TEXT PASSAGE |
ObamaCare disses doctors

Published: 2009-07-16 23:37:41
Author: Howard Smith | Examiner | July 3, 2009

In his address to the AMA last month, President Obama said, “And I want to commend the AMA, in particular, for offering to do your part to curb costs and achieve reform…you promised to work together to cut national health care spending by two trillion dollars over the next decade…” 
Two-thirds of America’s doctors, had  two reasons to think that the AMA  was in no position to make such a promise. First, they did not belong to the AMA and no one ever asked them if they were willing to essentially work one year out of ten for free because that was what it took for all doctors to do their part.  Second, the AMA, itself, had more to do with increasing medical costs than anything they did because it failed to outlaw certain innovated medical practices in its own membership such as concierge medicine, which, by its very nature,  predisposed to the very thing President Obama condemned, namely equating higher cost with quality care.    
 
Nevertheless, in his remarks, the President, in very general terms, explained how reforms will change the way doctors were paid. “We need to bundle payments so you aren't paid for every single treatment you offer a patient with a chronic condition like diabetes, but instead are paid for how you treat the overall disease. We need to create incentives for physicians to team up – because we know that when that happens, it results in a healthier patient. We need to give doctors bonuses for good health outcomes – so that we are not promoting just more treatment, but better care.”

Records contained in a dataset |
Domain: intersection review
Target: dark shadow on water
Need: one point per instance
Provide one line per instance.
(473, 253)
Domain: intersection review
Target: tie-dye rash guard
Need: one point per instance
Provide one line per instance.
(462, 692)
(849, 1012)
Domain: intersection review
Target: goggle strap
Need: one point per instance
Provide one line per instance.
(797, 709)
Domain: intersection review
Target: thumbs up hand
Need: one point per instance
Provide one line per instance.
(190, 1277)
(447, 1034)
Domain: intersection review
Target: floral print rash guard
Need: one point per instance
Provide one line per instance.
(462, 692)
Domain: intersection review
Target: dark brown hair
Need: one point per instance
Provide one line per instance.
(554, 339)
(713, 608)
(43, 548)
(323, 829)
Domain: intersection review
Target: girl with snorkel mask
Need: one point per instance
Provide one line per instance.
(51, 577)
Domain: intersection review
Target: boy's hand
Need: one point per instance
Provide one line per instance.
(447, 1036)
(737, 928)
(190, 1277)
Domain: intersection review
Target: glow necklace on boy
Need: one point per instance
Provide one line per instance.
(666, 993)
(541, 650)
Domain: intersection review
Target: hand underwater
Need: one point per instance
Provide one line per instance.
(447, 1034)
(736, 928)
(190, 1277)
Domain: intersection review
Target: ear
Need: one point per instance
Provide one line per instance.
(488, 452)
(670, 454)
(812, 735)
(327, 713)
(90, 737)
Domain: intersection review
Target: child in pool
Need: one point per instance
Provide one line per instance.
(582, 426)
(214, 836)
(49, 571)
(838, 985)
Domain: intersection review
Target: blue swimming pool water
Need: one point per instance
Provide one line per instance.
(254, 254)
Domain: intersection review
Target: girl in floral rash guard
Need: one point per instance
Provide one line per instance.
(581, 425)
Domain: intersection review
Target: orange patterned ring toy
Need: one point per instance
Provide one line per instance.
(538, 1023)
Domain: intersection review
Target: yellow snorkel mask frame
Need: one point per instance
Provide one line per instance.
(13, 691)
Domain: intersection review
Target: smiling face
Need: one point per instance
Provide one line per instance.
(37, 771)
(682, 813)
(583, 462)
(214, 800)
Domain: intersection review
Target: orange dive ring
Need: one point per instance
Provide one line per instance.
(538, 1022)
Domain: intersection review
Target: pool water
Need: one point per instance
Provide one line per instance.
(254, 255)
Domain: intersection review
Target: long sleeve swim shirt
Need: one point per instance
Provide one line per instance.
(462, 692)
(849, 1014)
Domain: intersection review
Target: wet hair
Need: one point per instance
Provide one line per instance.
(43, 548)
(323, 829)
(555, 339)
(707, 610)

TO DO |
[1] Answer these questions from the health care article:
(a) According to the President's quote, how much did the AMA promise to cut from national health care spending, and over what period?
(b) What share of America's doctors does the article say did not belong to the AMA?
(c) Which chronic condition does the President name when he talks about bundling payments?
[2] Extend the health care article, picking up after its final paragraph.

RESPONSES FOR EACH TASK |
[1]
(a) Two trillion dollars over the next decade.
(b) Two-thirds.
(c) Diabetes.

[2]
With these words, the President of the United States essentially pronounced  fee-for-service medicine dead. Insurance companies tried to do this in the past but failed.  Nevertheless, ending fee-for-service mediicine was the centerpiece of  President Obama’s fundamental vision for health reform. Why and from where did he get these ideas?  
 
The ideas probably came from two professors, one at Harvard and one at Stanford. 
 
Michael Porter, at the Harvard Business School,  created a model for  health care delivery in which doctors were organized into integrated practice units, or IPUs.. IPUs were consistent the President’s plan for physicians to team up. Porter argued that because of collective experiences, economies of scale and efficiencies of technologies, teams of physicians, driven by quality, contained medical costs. Care will also be safer because of lower error rates. There were two kinds of IPUs, one for specialies and the other for  primary care called medical homes. IPUs will negotiate contracts with other facilities with which doctors must associate such as hospitals and surgical centers in efforts not to duplicate costs. They may even establish their own facilities.